┏━━
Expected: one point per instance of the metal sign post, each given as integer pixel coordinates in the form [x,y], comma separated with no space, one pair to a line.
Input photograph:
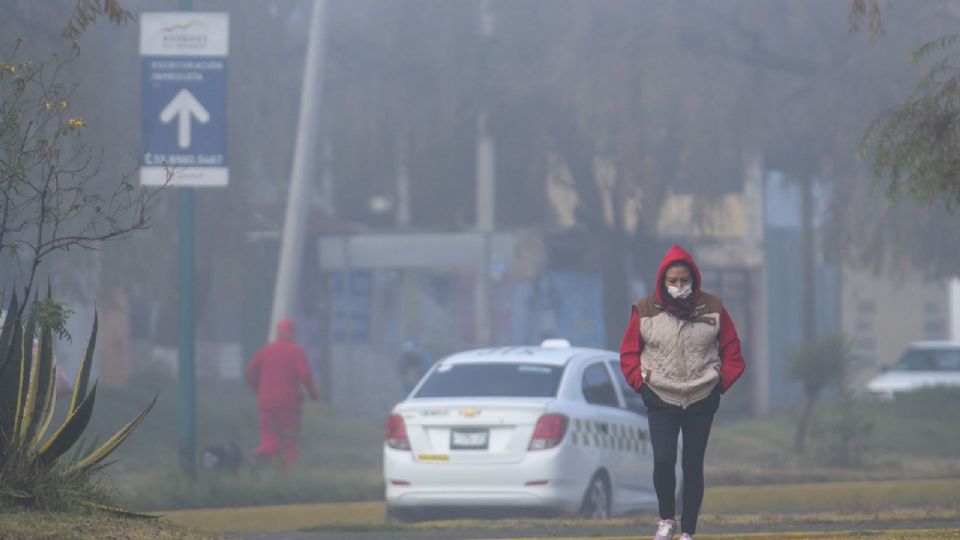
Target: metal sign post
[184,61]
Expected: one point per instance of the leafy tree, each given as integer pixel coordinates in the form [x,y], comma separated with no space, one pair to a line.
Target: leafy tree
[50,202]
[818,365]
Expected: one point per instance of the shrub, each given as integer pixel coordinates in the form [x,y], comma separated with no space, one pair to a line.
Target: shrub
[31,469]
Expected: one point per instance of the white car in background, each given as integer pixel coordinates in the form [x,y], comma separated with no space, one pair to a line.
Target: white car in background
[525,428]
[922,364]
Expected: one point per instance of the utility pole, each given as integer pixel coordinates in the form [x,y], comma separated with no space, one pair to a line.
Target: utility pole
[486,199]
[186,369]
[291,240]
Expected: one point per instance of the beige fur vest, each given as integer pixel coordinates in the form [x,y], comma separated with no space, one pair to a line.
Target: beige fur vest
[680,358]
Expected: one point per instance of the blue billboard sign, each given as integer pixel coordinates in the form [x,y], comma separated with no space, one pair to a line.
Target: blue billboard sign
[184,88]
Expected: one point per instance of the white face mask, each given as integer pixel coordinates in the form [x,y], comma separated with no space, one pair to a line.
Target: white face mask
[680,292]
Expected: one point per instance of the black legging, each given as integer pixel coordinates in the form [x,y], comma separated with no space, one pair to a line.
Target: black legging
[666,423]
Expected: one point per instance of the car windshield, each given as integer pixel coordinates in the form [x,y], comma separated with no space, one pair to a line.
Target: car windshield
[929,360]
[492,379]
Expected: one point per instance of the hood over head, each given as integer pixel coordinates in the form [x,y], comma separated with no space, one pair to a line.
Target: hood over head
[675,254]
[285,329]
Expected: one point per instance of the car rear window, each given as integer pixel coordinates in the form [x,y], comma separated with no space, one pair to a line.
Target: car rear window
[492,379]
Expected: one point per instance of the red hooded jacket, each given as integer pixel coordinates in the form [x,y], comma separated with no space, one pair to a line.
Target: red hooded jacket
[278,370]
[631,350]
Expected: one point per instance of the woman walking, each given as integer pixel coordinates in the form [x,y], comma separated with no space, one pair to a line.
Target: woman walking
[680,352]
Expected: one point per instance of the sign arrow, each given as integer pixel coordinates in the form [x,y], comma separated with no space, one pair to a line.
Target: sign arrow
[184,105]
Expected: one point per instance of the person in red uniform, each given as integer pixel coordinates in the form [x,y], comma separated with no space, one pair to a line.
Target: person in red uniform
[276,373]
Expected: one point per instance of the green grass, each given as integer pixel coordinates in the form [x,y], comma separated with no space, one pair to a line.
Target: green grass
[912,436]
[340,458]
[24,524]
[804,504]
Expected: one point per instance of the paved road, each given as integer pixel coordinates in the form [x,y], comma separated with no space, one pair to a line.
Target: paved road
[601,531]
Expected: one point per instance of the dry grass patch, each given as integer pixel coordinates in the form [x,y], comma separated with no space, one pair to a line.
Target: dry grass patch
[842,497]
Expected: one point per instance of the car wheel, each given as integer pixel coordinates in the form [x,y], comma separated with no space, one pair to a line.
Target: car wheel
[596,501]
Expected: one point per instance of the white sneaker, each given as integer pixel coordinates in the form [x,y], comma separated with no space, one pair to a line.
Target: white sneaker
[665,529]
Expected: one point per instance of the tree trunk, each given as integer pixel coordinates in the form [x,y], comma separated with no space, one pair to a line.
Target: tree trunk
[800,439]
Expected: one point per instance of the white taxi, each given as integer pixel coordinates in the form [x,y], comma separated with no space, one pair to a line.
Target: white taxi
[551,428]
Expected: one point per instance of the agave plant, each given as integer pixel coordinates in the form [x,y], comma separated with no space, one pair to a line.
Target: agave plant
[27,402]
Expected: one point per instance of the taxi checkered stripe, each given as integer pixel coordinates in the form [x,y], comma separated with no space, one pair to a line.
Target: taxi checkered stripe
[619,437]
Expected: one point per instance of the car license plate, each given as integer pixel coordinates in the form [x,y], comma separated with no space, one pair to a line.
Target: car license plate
┗━━
Set exercise :: Leave out the pictures and copy the rest of the material above exactly.

The solution ::
Expected: one point per instance of the metal sign post, each given as integer pixel coordinates in the form [x,y], comma separated with no space, one pair to a line.
Input photograph:
Target: metal sign post
[184,61]
Expected: one point per instance of the leafy tree, each given as integer pixel coordinates in the form [x,y], comma separated with no space, one pair to a line.
Target: leafy tree
[50,202]
[818,365]
Expected: one point per instance of the shrub, each given as integer pixel coordinates in the form [x,y], comma separated with no space, one pair to a line.
Target: shrub
[31,469]
Expected: one point per instance of the white car in background, each given as integer pixel coordinates in the form [x,y], comma separated with no space, one pair to a line.
Target: white car in background
[525,428]
[922,364]
Expected: one point per instance of the utility pole, each given as integer pixel coordinates in the form [x,y], comma separated with no space, one pair to a line.
Target: utility pole
[486,199]
[186,369]
[291,240]
Expected: one point per instance of the beige fur vest, each given as integer pixel coordinates in the form [x,y], comma separated with no space, one pair to a line.
Target: beige fur vest
[680,358]
Expected: one point per instance of the blue billboard sign, each given as integer pixel coordinates in the form [x,y], comma separated with no space, one pair to a line.
Target: blue billboard sign
[184,88]
Expected: one point per instance of the white face mask, each given as integer pixel coordinates in the form [x,y], comma separated with no space, one pair to a line.
Target: white face mask
[680,292]
Expected: one point per instance of the black legging, each given as integer pixel coordinates in the form [x,y], comma separated with no space, one pair to a line.
Target: black legging
[666,423]
Expected: one point per instance of the car windshield, each given as integer pixel coordinates in the form [x,y], comma separated with no space, one pair to a line.
Target: car windshield
[929,360]
[492,379]
Expected: one point per instance of the hood over head, each given as integer pixel coordinates in the form [x,y], comma separated with no space, one pair to a line.
Target: hood over head
[675,254]
[285,329]
Expected: one point per instance of the car rear window, each given as integer pixel coordinates in the form [x,y], comma separated with no space, one pair to a line.
Target: car rear window
[492,379]
Expected: one point per instance of the red hooded jacket, each given as integer pixel coordinates in the form [x,y], comma separated with no space, one pair to a line.
Target: red hooded jacket
[278,370]
[631,350]
Expected: one point per instance of the woman walking, each given as integer pixel coordinates in the form [x,y], comma separated with no space, one pair to a line.
Target: woman walking
[680,352]
Expected: one point per instance of the sign arrow, each given as integer pixel coordinates in the form [x,y], comma separated with no space, one pair to a line.
Target: sign arrow
[184,105]
Expected: one point per instance of the person in red uniform, each given as integer pixel coordinates in the form [x,y], comma separated with no space, one pair to a line.
Target: person in red uniform
[276,373]
Expected: one point per instance of the green grass, each given as integer pixel coordinates in the form [x,y], comma separated with no space, one pair to a line.
Target: green grass
[912,436]
[340,458]
[24,524]
[804,504]
Expected: one point per instance of the paved road, each given as integer pixel coordinates in the form [x,y], comma separated with no space, one pair to a line.
Target: paved road
[601,531]
Expected: one point per instance of the dry grass patch, each given as integer pixel coordinates in the form [x,y], comma separated with no space, one pair to a line.
Target: dry grass patch
[842,497]
Expected: one point per instance of the car wheel, each given as integer pixel coordinates in the form [x,y], comma separated with no space, one pair to a line.
Target: car wheel
[596,501]
Expected: one point per instance of the white sneaker, each given as integer pixel coordinates in the form [x,y], comma separated with no space, one pair to a line.
Target: white sneaker
[665,529]
Expected: one point per instance of the tree trunk, each given as integer pixel coordinates in the form [x,y], comma separated with no space, one pair to a line.
Target: tree trunk
[800,439]
Expected: one point per instance of the white taxi, each given as integer pixel coordinates in the form [x,y], comma separated with no space, one pair to a line.
Target: white taxi
[551,428]
Expected: one point per instance of the agave plant, each given as integer pixel coordinates in the form [x,y], comma separated with no space, one pair to a line.
Target: agave plant
[27,402]
Expected: one point per instance of the taxi checkered stripe, each given as integer pixel coordinates in the form [x,y], comma separated with no space, one pair to a line.
Target: taxi checkered stripe
[619,437]
Expected: one point per instance of the car license plate, each given as integer pixel coordinates in the form [x,y], comma separated with no space, one pair to a line.
Target: car license plate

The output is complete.